▸ **Gezeigter Text**:
====
Fernsehrechte der Bundesliga:Showdown im Milliardenspiel

Sky bekommt Zuschlag für Bundesliga-Uebertragung

Exklusive Perspektive: Bildaufnahmen von der Fußball-Bundesliga - wie hier im Berliner Olympiastadion - sind inzwischen die wichtigste Einnahmequelle der Vereine.

(Foto: Stefan Boness/Ipon)

Von Johannes Aumüller, Frankfurt

Um 11.30 Uhr kommen an diesem Mittwoch die Vertreter der 36 deutschen Profi-Klubs in einem Frankfurter Hotel zusammen. Rund drei Stunden sind für die Sitzung vorgesehen, aber womöglich dauert es auch ein wenig länger. Das könnte damit zu tun haben, dass sich an diesem Tag der von den Amateuren als neuer DFB-Präsident vorgeschlagene CDU-Politiker Reinhard Grindel den Profis präsentieren möchte, bei denen er bisher nicht sonderlich bekannt ist. Aber die längsten Diskussionen dürfte der Tagesordnungspunkt neun nach sich ziehen.

Formal geht es da nur um einen kaum mehrheitsfähigen Antrag des FC St. Pauli, aber dahinter verbirgt sich das Thema, dessentwegen sich der deutsche Profifußball schon seit Tagen eine heftige Debatte liefert; eine Debatte, die zu einer Zerreißprobe werden könnte. Es geht um die Einnahmen aus der Fernseh-Vermarktung und vor allem: um deren Verteilung.
====
▸ **Gezeigtes Material**:
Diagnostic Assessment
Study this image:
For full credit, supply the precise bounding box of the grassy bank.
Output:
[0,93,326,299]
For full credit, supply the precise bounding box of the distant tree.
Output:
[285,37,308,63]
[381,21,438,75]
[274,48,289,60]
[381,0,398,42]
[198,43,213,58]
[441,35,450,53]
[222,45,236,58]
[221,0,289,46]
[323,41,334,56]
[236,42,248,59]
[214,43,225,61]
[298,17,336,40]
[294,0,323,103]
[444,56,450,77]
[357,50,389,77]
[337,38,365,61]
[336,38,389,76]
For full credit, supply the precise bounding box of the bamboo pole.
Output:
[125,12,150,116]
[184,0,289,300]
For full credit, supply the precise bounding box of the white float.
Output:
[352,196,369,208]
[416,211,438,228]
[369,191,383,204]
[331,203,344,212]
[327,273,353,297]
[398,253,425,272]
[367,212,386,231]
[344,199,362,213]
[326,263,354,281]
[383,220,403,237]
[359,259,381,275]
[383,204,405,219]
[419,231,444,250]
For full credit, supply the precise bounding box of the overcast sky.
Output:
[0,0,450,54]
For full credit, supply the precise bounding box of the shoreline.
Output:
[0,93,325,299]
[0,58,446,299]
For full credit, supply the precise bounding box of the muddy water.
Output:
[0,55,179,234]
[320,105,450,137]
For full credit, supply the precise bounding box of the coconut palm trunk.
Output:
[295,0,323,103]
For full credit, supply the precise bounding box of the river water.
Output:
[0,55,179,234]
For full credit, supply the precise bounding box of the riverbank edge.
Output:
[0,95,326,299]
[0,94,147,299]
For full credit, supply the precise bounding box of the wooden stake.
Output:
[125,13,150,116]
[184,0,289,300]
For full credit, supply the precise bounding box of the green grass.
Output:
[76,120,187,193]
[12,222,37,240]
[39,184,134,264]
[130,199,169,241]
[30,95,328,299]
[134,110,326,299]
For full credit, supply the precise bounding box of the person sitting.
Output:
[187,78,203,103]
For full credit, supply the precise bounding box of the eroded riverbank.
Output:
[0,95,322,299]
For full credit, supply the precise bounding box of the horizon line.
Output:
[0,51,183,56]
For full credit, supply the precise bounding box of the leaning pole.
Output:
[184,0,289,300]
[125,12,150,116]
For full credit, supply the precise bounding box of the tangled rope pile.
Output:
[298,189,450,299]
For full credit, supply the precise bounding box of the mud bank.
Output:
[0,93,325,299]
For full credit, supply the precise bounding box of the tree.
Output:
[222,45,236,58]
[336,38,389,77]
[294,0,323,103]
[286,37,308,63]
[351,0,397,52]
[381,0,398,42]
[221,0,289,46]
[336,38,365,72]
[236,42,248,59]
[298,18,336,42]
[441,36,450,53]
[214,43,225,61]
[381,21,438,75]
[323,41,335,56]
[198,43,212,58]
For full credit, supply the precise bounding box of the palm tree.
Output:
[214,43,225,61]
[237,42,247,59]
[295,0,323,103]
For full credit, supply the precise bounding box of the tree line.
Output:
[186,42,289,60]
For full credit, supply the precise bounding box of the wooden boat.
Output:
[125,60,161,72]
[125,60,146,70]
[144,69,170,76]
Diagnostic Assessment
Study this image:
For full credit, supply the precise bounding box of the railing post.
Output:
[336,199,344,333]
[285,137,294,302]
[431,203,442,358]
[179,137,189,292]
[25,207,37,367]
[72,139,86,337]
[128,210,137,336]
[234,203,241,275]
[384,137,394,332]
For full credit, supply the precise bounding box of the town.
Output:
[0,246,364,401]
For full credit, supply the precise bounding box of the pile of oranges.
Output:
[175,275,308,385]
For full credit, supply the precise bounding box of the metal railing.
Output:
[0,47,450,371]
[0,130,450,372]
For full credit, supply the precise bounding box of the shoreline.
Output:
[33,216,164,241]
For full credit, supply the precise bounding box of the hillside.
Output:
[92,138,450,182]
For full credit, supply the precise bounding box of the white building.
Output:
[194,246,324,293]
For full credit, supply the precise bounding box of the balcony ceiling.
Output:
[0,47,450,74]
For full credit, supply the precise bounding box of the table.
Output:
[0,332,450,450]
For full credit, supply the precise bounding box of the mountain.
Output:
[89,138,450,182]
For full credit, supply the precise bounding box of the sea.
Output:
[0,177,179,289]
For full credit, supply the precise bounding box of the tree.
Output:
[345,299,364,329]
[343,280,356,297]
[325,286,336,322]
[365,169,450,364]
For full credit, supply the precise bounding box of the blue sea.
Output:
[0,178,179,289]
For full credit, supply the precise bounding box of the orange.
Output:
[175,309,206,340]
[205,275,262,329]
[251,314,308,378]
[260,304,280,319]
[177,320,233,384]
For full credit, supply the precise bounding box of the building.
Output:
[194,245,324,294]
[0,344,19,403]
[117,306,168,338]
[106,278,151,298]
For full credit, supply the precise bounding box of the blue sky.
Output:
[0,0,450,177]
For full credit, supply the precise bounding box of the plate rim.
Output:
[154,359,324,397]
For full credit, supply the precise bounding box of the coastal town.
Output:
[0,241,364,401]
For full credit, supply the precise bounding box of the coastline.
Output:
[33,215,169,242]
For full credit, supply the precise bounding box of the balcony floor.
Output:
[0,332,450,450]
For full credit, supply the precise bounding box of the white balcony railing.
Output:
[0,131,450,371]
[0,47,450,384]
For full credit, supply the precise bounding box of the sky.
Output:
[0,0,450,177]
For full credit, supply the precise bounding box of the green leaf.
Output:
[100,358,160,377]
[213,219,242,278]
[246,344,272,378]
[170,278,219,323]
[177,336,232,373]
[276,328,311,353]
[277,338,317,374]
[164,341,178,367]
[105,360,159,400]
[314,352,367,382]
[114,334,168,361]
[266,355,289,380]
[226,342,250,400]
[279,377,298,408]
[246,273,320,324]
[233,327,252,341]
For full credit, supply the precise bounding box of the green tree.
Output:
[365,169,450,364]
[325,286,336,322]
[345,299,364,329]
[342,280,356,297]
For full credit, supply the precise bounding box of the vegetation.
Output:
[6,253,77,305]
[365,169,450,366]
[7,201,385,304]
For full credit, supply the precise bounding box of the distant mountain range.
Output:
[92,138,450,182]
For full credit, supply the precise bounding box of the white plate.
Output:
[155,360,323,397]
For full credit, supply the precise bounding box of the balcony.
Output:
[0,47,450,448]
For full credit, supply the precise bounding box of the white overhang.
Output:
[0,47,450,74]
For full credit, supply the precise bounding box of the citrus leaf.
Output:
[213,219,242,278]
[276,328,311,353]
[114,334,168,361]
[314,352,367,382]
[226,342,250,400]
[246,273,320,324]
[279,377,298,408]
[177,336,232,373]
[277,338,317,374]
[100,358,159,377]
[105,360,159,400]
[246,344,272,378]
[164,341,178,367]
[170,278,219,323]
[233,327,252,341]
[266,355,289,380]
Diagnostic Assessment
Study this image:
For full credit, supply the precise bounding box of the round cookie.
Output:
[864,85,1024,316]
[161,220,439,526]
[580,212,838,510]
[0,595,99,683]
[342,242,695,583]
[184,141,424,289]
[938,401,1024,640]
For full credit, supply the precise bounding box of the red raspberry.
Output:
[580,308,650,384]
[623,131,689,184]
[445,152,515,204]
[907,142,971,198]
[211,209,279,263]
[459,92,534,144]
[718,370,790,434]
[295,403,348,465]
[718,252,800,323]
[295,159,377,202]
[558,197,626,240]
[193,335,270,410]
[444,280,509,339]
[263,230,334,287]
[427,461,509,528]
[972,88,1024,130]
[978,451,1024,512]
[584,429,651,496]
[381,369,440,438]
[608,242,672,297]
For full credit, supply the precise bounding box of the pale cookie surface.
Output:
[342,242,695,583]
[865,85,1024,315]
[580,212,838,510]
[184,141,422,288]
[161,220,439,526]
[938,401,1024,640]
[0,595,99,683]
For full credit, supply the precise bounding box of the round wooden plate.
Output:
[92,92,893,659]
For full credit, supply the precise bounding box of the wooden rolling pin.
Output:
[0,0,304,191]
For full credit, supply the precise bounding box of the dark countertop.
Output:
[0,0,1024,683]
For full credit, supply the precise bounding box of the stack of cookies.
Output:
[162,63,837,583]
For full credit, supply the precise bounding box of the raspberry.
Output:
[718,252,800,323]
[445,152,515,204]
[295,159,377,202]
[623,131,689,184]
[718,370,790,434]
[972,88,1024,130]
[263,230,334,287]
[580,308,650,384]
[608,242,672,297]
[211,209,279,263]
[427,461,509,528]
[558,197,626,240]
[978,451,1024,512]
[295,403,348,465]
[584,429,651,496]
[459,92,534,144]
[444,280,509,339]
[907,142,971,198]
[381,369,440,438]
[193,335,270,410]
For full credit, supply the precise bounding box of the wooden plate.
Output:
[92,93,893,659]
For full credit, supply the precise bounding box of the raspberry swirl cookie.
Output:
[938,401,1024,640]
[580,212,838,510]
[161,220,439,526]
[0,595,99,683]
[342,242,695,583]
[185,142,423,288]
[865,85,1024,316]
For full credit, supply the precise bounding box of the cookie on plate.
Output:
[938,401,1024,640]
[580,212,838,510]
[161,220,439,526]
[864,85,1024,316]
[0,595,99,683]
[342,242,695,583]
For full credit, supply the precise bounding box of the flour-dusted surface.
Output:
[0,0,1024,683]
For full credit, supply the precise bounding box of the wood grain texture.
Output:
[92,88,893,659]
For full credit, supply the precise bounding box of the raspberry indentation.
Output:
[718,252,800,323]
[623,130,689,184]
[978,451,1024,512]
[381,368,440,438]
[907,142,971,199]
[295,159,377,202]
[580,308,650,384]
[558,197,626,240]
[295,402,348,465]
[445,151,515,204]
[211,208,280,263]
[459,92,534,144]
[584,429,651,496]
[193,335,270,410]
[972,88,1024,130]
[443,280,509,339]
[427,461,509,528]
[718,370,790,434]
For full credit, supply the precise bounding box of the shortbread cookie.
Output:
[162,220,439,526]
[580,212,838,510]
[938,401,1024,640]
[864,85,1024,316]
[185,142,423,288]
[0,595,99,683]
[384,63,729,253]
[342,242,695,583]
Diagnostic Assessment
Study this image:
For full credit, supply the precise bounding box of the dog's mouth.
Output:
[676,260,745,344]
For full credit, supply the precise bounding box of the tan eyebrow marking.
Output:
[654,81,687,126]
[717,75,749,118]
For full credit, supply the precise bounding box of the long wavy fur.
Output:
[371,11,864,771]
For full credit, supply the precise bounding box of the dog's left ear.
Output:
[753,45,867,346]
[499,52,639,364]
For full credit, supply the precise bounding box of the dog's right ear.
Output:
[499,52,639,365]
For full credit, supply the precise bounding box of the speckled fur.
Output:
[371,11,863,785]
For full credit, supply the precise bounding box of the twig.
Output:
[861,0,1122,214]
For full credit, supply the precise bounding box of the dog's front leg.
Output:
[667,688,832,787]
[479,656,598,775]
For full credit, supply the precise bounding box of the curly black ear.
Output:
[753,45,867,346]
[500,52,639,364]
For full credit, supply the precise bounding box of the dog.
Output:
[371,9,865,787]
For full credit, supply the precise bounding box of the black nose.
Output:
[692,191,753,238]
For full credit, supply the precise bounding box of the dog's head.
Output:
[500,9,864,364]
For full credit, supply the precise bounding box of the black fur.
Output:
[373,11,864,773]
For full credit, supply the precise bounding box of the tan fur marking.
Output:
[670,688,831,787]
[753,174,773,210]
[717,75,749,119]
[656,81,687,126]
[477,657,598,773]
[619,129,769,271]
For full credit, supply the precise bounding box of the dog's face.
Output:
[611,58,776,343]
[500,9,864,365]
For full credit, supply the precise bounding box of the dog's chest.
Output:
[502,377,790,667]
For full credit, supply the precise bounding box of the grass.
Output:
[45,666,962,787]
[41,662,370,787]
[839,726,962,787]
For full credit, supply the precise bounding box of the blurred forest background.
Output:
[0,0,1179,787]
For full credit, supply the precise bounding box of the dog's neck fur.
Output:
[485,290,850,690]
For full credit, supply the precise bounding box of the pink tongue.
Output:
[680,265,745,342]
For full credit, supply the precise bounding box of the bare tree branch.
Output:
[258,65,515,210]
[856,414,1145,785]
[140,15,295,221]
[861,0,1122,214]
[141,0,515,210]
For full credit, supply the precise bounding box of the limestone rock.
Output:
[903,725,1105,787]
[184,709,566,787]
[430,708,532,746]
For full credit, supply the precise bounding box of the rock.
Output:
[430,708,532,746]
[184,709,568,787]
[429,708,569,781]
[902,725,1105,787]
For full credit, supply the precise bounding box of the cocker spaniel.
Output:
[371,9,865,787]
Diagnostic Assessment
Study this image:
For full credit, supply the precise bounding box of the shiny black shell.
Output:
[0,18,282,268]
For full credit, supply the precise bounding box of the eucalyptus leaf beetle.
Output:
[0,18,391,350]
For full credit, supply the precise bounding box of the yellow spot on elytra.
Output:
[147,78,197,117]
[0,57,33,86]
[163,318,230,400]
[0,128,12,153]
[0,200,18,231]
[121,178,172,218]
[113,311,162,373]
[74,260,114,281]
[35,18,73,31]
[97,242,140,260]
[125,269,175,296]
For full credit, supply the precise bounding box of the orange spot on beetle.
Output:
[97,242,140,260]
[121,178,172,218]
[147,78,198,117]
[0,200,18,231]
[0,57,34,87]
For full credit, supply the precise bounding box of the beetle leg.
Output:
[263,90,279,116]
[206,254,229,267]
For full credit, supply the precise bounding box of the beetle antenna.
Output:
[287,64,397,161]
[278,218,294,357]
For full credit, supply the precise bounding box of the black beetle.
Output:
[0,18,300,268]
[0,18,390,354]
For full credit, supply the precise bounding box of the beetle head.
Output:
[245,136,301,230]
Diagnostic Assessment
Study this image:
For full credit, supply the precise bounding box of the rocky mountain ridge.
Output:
====
▸ **Kurze Übung**:
Fasse den Absatz im Text über die Bundesliga-Fernsehrechte, der mit „Um 11.30 Uhr kommen“ beginnt, in kürzerer Form zusammen und behalte dabei seine wichtigsten Fakten bei. Stütze dich ausschließlich auf den Text und nicht auf die Daten.

▸ **Antwort zur Übung**:
Am Mittwoch um 11.30 Uhr treffen sich Vertreter der 36 deutschen Profi-Klubs in einem Frankfurter Hotel zu einer etwa dreistündigen Sitzung, die auch länger dauern könnte. Dort will sich der CDU-Politiker Reinhard Grindel, den die Amateure als neuen DFB-Präsidenten vorgeschlagen haben, den Profis vorstellen, die ihn bisher kaum kennen. Die längsten Diskussionen dürfte aber Tagesordnungspunkt neun auslösen.